■ **Exercise requirements**
Show every line in the rows below that contains the string "Target". Matching is case-sensitive.

Records of labeled points
::::

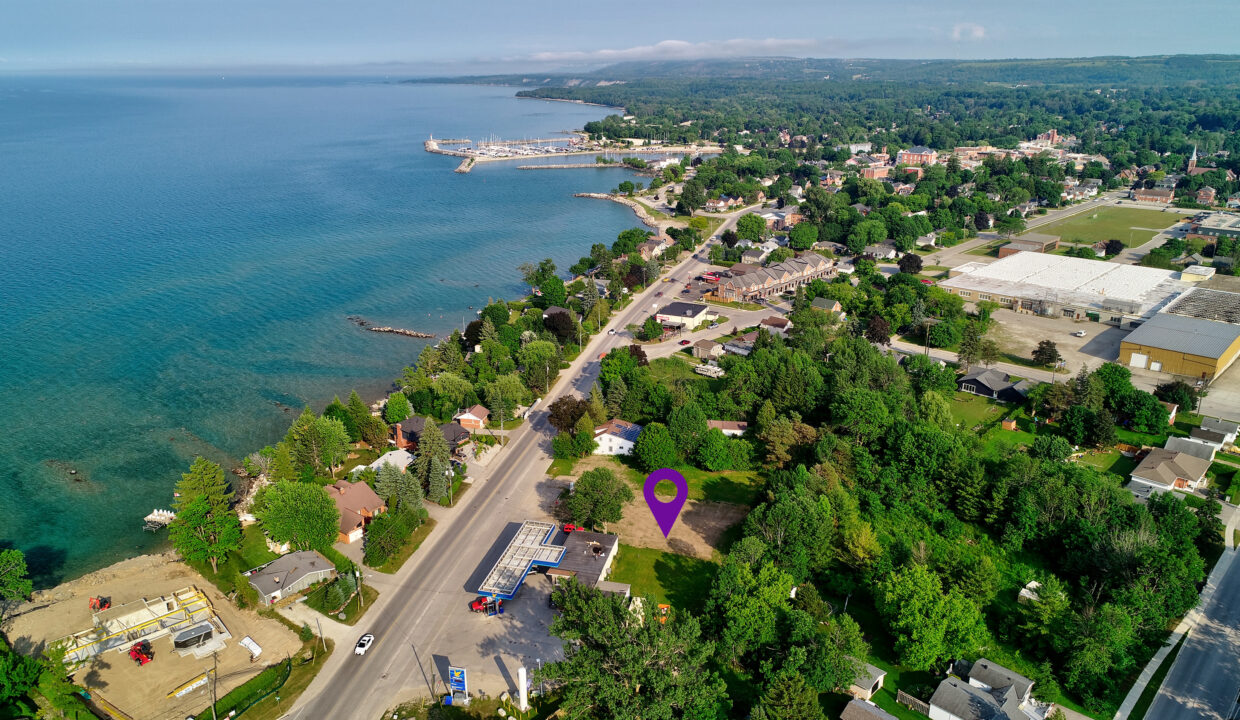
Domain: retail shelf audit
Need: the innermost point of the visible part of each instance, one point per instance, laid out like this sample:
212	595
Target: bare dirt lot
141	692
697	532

::::

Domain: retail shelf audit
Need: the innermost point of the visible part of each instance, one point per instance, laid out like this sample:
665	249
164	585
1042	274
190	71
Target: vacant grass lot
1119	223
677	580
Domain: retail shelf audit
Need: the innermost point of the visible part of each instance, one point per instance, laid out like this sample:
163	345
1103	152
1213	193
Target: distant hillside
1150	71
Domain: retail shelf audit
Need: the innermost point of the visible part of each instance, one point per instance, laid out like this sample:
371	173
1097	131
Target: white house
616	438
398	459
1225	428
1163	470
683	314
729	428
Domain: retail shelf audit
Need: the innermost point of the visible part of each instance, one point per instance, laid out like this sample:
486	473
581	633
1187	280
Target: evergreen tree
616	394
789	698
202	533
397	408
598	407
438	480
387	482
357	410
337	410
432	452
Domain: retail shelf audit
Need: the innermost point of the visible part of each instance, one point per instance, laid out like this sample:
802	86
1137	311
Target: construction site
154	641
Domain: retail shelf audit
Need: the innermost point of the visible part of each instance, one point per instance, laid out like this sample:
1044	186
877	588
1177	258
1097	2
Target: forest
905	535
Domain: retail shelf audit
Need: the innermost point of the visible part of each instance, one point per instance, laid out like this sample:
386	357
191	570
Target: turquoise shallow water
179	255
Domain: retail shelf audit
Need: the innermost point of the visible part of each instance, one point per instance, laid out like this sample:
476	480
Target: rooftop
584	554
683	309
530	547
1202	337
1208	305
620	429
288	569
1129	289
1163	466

::::

■ **Answer to this exercise**
Target: bare dirt lot
Target: vacant grass lot
Target: distant hillside
Target: white house
Target: evergreen tree
Target: construction site
Target: forest
Target: turquoise shallow water
Target: rooftop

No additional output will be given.